[Selected extract]:
════════════════════

Web Crawler
In this section, we present how to use a web crawler within MindsDB.
A web crawler is an automated script designed to systematically browse and index content on the internet. Within MindsDB, you can utilize a web crawler to efficiently collect data from various websites.
Prerequisites
Before proceeding, ensure the following prerequisites are met:
- Install MindsDB locally via Docker or Docker Desktop.
- To use Web Crawler with MindsDB, install the required dependencies following this instruction.
Connection
This handler does not require any connection parameters.
Here is how to initialize a web crawler:
CREATE DATABASE my_web
WITH ENGINE = 'web';
The above query creates a database called my_web
. This database by default has a table called crawler
that we can use to crawl data from a given url/urls.
Usage
Specifying a LIMIT
clause is required. To crawl all pages on a site, consider setting the limit to a high value, such as 10,000, which exceeds the expected number of pages. Be aware that setting a higher limit may result in longer response times.

════════════════════

[Entries supplied]:
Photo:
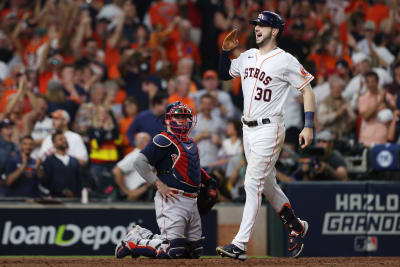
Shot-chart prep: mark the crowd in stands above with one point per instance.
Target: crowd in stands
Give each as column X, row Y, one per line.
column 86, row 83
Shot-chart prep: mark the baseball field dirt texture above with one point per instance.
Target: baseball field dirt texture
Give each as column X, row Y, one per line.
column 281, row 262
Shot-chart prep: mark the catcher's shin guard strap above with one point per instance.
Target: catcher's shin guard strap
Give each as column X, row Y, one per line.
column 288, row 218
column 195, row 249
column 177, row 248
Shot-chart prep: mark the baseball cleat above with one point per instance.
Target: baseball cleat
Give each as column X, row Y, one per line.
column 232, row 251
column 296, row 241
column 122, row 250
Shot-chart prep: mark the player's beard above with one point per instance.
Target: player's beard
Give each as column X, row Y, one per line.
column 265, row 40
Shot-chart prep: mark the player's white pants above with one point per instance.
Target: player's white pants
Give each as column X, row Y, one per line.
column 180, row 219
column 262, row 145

════════════════════

[Task list]:
- 1) In the MindsDB web crawler documentation above, reproduce the passage from "A web crawler is" to "any connection parameters." word for word.
- 2) Translate this sentence from the MindsDB web crawler documentation into Spanish: "A web crawler is an automated script designed to systematically browse and index content on the internet."

[Solutions in order]:
- 1)
A web crawler is an automated script designed to systematically browse and index content on the internet. Within MindsDB, you can utilize a web crawler to efficiently collect data from various websites.
Prerequisites
Before proceeding, ensure the following prerequisites are met:
- Install MindsDB locally via Docker or Docker Desktop.
- To use Web Crawler with MindsDB, install the required dependencies following this instruction.
Connection
This handler does not require any connection parameters.

- 2) Un rastreador web es un script automatizado diseñado para navegar e indexar de forma sistemática el contenido de internet.